:: DATA RECORDS ::

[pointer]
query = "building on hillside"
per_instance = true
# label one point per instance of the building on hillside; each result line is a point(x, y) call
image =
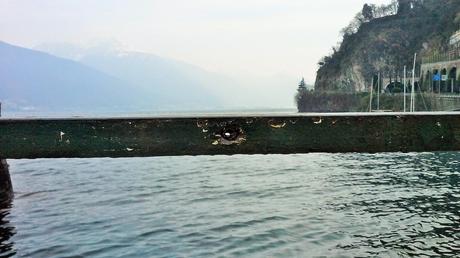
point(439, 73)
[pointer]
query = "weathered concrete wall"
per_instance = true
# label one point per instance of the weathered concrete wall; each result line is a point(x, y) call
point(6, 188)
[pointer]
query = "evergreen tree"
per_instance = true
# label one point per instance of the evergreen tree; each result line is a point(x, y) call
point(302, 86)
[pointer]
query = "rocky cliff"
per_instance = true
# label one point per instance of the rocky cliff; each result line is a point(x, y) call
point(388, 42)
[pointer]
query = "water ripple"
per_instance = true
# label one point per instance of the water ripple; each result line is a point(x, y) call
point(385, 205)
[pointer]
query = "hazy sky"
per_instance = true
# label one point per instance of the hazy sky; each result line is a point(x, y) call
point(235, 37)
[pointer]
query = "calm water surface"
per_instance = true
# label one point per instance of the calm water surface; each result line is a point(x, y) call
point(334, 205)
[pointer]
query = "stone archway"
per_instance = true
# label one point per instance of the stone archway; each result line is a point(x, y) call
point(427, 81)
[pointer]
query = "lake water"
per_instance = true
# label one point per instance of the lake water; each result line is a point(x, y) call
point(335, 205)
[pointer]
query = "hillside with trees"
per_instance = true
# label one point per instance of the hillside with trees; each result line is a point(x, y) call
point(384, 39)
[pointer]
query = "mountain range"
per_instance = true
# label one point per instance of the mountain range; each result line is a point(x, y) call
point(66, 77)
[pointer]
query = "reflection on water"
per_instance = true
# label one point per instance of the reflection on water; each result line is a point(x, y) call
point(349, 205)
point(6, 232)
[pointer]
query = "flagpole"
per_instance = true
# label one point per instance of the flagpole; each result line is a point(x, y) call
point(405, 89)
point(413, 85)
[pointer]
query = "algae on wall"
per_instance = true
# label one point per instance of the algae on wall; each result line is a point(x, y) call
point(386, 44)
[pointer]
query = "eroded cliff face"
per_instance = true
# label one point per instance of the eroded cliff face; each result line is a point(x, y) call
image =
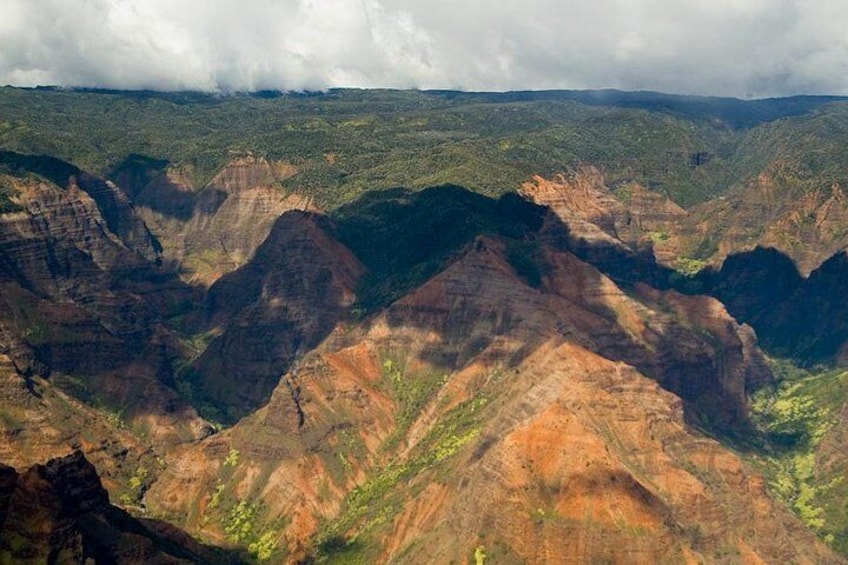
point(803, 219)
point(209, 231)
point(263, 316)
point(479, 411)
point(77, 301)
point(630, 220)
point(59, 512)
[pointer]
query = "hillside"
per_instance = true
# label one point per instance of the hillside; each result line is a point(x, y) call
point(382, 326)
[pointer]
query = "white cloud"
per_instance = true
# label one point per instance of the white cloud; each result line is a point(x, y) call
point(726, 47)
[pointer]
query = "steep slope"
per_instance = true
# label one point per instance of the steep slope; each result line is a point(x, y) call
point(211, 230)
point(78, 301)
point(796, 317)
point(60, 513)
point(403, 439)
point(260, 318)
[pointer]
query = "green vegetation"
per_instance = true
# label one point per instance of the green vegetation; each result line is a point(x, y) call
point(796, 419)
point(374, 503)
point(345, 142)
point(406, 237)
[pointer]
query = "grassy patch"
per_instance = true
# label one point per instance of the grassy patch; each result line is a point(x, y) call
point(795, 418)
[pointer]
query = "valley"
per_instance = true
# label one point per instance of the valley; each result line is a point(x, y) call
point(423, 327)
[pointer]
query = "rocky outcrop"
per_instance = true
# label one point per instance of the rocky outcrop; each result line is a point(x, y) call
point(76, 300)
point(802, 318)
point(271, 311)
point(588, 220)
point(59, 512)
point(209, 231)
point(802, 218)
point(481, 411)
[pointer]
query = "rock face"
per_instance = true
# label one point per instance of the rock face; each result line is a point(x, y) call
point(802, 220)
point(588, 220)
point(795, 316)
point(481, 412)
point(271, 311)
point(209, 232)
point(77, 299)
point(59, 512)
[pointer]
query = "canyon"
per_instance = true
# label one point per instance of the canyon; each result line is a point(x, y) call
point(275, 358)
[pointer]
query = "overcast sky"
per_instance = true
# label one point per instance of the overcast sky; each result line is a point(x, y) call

:::

### EXERCISE REQUIREMENTS
Repeat each entry exactly as it appears; skip any picture.

### SOLUTION FOR THIS PROBLEM
[pointer]
query = "building on hillside"
per_instance = true
# label one point per instance of the building on hillside; each result line is a point(x, y) call
image =
point(439, 73)
[pointer]
query = "weathered concrete wall"
per_instance = true
# label one point per instance of the weathered concrete wall; each result line is a point(x, y) call
point(6, 188)
[pointer]
query = "evergreen tree"
per_instance = true
# label one point per instance of the evergreen tree; each result line is a point(x, y) call
point(302, 86)
[pointer]
query = "rocky cliff"
per_instance = true
# label one point per instance of the rocky cliff; each result line is a point(x, y) call
point(388, 42)
[pointer]
query = "water ripple"
per_instance = true
# label one point per instance of the water ripple; each result line is a point(x, y) call
point(385, 205)
[pointer]
query = "hazy sky"
per_instance = true
# label one point per instance of the hazy sky; each result line is a point(x, y) call
point(235, 37)
[pointer]
query = "calm water surface"
per_instance = true
# label one point per instance of the calm water surface; each result line is a point(x, y) call
point(334, 205)
[pointer]
query = "stone archway"
per_instance = true
# label one point per instance of the stone archway; each result line is a point(x, y) call
point(427, 81)
[pointer]
query = "lake water"
per_instance = true
# label one point per instance of the lake water; each result line is a point(x, y) call
point(335, 205)
[pointer]
query = "hillside with trees"
per_instance = true
# label one point per instance of the hillside with trees; each result line is a point(x, y) call
point(384, 39)
[pointer]
query = "mountain range"
per_instance = true
# label one point per instance of the mountain range; each result line is a point(x, y) call
point(66, 77)
[pointer]
query = "reflection on water"
per_instance = true
# label one point per instance of the reflection on water; each result line is a point(x, y) call
point(349, 205)
point(6, 232)
[pointer]
query = "flagpole"
per_instance = true
# label one point per instance of the flagpole; each result line is a point(x, y) call
point(405, 89)
point(413, 85)
[pointer]
query = "algae on wall"
per_instance = true
# label one point per instance of the algae on wall; each result line is a point(x, y) call
point(386, 44)
[pointer]
query = "eroded cliff face"
per_instance = true
# label one point per instance of the eroded cliff face; each result line is a point(x, y) call
image =
point(803, 219)
point(209, 231)
point(263, 316)
point(479, 411)
point(77, 301)
point(630, 220)
point(59, 512)
[pointer]
query = "hillside"
per_instance = true
# label one point per instance of the hillside; each result line is a point(x, y) call
point(382, 326)
[pointer]
query = "white cloud"
per_instance = true
# label one point per instance of the white cloud; each result line is a point(x, y) call
point(726, 47)
[pointer]
query = "steep slope"
per_instance = true
# label one point per instance of the steep slope; each result line is a point(x, y) call
point(211, 230)
point(78, 301)
point(796, 317)
point(60, 513)
point(403, 439)
point(260, 318)
[pointer]
query = "green vegetation"
per_instance = true
# label one point per instance of the green vegetation; each result line is a point(x, y) call
point(796, 419)
point(374, 503)
point(345, 142)
point(406, 237)
[pointer]
query = "grassy patch"
per_instance = true
# label one point per instance of the grassy patch; each result line is a point(x, y) call
point(795, 418)
[pointer]
query = "valley"
per_instance = true
# label one point per instance of the valley; each result line is a point(x, y) call
point(423, 327)
[pointer]
query = "rocky outcrop"
per_instance = true
# label one point per instance of the rocky outcrop; each result line is a point(x, y) call
point(76, 300)
point(802, 318)
point(271, 311)
point(588, 220)
point(59, 512)
point(209, 231)
point(802, 218)
point(481, 411)
[pointer]
query = "rock face"
per_instance = true
# label one point per instance of the rock face; each result line is a point(x, y) call
point(802, 220)
point(588, 220)
point(795, 316)
point(481, 412)
point(271, 311)
point(209, 232)
point(77, 299)
point(59, 512)
[pointer]
query = "canyon"
per_instance = true
# label one point per instance of the canyon; each result line is a point(x, y) call
point(275, 358)
[pointer]
query = "overcast sky"
per_instance = true
# label one point per instance of the overcast sky; each result line is a point(x, y) call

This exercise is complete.